Treat the line containing "box: [312, 177, 337, 198]" as the first line of the answer and the last line of the data as its final line, reproducing every line between exactly.
(Beginning of Data to examine)
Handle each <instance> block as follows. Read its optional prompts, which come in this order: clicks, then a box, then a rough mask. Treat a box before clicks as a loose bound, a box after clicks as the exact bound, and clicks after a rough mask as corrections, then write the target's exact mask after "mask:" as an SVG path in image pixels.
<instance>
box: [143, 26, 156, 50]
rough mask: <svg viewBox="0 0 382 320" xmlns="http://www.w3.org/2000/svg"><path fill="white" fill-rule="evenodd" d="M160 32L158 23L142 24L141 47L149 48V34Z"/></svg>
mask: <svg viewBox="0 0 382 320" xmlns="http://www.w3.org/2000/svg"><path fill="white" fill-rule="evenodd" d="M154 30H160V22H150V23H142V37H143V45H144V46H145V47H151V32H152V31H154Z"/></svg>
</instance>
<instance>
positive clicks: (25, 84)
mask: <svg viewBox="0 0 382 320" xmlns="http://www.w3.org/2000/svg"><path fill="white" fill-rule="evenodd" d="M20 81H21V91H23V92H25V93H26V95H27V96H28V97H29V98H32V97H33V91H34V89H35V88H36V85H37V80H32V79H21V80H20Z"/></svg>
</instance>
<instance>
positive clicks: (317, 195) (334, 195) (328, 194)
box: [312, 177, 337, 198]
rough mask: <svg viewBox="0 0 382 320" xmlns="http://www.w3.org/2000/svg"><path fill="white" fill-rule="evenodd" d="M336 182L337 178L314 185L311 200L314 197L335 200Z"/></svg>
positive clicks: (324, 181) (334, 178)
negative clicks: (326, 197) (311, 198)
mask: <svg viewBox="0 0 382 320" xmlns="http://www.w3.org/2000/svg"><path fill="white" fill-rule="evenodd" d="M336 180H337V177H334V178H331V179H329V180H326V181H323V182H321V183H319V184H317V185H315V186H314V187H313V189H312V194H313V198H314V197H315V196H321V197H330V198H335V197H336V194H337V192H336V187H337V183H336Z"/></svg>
(End of Data to examine)
### Finished task
box: [312, 177, 337, 198]
rough mask: <svg viewBox="0 0 382 320" xmlns="http://www.w3.org/2000/svg"><path fill="white" fill-rule="evenodd" d="M336 182L337 178L314 185L311 200L314 197L335 200Z"/></svg>
positive clicks: (324, 181) (334, 178)
negative clicks: (326, 197) (311, 198)
mask: <svg viewBox="0 0 382 320" xmlns="http://www.w3.org/2000/svg"><path fill="white" fill-rule="evenodd" d="M336 180H337V177H334V178H331V179H329V180H326V181H323V182H321V183H319V184H317V185H315V186H314V187H313V189H312V194H313V198H314V197H315V196H321V197H330V198H335V197H336V194H337V192H336V187H337V183H336Z"/></svg>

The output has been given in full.